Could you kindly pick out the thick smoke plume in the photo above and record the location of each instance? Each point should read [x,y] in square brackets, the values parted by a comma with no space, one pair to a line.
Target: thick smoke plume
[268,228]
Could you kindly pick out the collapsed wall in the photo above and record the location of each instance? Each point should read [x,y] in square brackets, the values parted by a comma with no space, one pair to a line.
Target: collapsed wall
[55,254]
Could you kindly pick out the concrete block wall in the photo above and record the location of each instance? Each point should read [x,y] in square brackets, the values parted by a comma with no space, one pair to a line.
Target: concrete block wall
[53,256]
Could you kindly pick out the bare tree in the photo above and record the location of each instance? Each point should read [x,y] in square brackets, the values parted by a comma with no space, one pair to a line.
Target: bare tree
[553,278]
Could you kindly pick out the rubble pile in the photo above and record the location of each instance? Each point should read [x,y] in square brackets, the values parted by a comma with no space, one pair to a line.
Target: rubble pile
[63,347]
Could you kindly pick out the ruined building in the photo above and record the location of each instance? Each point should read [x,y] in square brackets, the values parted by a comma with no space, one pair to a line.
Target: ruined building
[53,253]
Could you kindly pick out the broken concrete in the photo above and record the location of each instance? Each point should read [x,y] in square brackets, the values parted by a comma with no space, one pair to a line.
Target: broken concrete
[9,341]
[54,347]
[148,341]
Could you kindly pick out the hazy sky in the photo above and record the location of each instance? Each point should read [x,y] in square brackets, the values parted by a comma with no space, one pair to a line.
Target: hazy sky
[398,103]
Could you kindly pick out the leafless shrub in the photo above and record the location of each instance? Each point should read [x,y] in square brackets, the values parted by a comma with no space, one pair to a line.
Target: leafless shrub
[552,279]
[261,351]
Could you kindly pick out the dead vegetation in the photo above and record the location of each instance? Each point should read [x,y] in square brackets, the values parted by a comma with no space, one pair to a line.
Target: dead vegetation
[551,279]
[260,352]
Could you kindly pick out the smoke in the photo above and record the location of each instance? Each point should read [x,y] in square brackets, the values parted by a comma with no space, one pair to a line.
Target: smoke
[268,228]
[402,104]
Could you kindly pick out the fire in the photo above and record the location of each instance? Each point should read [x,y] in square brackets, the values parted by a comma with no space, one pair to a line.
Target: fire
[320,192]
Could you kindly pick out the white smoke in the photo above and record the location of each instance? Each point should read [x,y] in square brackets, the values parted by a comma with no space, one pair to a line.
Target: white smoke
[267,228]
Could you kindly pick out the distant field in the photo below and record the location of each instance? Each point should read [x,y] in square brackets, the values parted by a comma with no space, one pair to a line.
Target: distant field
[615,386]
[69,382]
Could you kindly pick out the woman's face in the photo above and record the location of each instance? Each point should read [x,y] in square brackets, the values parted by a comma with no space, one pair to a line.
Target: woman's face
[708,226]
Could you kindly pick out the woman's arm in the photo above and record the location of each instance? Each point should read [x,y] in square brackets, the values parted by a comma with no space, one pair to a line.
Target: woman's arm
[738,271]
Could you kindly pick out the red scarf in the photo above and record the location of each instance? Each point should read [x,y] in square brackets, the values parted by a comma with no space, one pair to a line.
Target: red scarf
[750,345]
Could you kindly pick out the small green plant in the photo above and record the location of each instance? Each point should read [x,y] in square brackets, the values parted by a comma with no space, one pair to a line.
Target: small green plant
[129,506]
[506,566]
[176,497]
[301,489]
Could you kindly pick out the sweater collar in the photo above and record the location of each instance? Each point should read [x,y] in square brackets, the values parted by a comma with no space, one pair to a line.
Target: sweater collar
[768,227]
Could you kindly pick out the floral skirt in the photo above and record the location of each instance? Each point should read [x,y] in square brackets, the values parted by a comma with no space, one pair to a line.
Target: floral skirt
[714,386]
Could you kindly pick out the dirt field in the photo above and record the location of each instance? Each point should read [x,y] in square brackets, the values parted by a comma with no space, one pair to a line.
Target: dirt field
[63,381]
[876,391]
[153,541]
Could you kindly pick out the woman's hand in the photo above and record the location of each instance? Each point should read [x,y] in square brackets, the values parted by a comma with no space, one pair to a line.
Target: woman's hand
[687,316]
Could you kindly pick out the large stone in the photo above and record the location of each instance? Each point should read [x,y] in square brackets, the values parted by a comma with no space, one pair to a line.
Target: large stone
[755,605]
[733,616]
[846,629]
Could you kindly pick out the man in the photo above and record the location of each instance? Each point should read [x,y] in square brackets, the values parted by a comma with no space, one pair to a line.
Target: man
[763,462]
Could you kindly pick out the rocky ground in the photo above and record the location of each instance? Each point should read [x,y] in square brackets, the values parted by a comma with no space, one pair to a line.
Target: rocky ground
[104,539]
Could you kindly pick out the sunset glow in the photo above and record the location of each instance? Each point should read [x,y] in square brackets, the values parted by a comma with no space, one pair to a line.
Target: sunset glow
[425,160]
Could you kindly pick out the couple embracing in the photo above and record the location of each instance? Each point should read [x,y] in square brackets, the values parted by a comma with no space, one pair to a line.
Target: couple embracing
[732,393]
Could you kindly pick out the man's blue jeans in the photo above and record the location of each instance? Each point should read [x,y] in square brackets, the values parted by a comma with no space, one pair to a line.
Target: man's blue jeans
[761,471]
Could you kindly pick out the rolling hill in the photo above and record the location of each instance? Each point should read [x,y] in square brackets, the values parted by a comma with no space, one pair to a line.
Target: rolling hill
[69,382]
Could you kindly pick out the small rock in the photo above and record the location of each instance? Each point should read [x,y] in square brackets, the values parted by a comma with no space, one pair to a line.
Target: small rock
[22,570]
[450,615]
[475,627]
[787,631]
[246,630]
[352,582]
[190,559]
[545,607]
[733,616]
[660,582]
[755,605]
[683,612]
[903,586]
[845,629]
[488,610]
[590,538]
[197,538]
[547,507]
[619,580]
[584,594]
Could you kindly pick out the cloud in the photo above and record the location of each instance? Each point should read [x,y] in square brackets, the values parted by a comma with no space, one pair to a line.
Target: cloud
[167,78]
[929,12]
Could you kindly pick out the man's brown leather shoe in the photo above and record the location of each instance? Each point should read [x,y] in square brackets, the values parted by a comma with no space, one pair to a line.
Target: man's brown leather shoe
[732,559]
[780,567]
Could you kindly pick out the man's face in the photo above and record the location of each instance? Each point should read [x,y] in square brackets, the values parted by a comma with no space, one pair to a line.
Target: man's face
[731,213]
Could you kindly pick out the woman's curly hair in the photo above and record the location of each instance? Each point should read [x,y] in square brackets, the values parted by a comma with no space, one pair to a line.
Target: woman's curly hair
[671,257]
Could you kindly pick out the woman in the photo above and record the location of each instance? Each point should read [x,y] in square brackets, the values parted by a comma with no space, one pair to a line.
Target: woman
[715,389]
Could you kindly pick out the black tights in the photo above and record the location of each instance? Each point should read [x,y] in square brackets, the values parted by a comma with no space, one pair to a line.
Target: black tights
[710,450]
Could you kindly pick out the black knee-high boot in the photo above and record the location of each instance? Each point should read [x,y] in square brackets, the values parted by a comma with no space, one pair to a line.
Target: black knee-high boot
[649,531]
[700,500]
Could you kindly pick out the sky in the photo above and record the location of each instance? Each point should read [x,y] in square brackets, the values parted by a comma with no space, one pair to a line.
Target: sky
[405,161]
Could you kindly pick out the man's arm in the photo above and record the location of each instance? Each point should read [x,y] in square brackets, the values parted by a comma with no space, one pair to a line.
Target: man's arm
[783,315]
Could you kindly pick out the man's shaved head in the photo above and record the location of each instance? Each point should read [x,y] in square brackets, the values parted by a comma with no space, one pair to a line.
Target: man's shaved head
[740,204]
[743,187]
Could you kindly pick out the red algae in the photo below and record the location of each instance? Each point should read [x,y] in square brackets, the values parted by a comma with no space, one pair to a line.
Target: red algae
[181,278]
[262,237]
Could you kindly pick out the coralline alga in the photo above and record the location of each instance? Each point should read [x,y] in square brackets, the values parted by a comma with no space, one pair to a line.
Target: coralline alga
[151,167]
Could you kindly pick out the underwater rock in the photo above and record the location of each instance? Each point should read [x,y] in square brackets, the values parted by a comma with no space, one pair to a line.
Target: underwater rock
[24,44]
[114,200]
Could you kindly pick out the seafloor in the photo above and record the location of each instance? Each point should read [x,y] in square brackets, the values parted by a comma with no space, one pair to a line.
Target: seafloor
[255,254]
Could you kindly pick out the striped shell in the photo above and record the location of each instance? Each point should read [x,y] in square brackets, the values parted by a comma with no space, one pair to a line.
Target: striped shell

EXERCISE DESCRIPTION
Pull out every line from the start of the records through the line that contains "Target: thick smoke plume", copying each one word for word.

RESPONSE TO THIS EXERCISE
Could you kindly pick out the thick smoke plume in the photo above and record the location of each instance? Each point should read [x,y] in square brackets, the values parted by a comma with no space, one pair to a line.
Target: thick smoke plume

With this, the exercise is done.